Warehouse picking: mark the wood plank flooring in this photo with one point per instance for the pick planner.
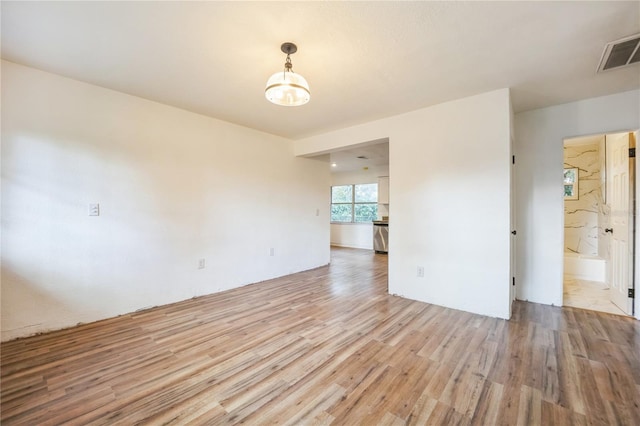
(327, 346)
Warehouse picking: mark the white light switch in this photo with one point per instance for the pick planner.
(94, 209)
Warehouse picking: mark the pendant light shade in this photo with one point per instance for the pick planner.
(285, 87)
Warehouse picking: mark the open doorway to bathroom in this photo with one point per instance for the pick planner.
(599, 222)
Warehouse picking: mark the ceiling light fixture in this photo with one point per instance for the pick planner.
(287, 88)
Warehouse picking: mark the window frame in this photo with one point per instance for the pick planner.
(352, 203)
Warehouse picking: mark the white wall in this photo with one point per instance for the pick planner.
(539, 164)
(357, 235)
(173, 187)
(450, 208)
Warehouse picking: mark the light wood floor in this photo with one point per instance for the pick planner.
(328, 346)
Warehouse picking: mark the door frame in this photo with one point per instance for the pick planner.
(634, 265)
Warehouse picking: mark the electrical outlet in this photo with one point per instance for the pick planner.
(94, 209)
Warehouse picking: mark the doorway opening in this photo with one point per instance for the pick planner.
(599, 222)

-*-

Copy all of the records above word for word, leaving out the pictures.

Warehouse picking: mark the wood plank flooring in this photo with one point per instance for the pick planner.
(327, 346)
Warehouse picking: mark the white light switch in this photo with one point per instance for the pick planner.
(94, 209)
Warehouse picking: mark the pendant light shade in this photo with one point per instance for the pick planner.
(285, 87)
Warehouse picking: mark the open doorway to bathroom in this photo with one point per instance for the pick planner.
(599, 222)
Warehouse picking: mark the ceiling light fixture in this photo with one point per instance for the pick planner.
(287, 88)
Warehouse picking: mark the window frame in this photo with one point per instance for the pick planner.
(352, 203)
Warehouse picking: mark the white wall in this photo with one point per instance for the pick planner.
(539, 164)
(357, 235)
(173, 187)
(450, 208)
Warehouse picking: mark the light wood floor in this photo with one point per instance for the pick planner.
(328, 346)
Warehouse picking: mark the door frame in this photo with one point per instance for the pick planner.
(634, 265)
Warehouse picking: mark the electrical outlet in this photo with one point per instance for the pick planner.
(94, 209)
Warehouse picking: mark the doorway opening in this photo with one point per instance for the pick planner.
(599, 222)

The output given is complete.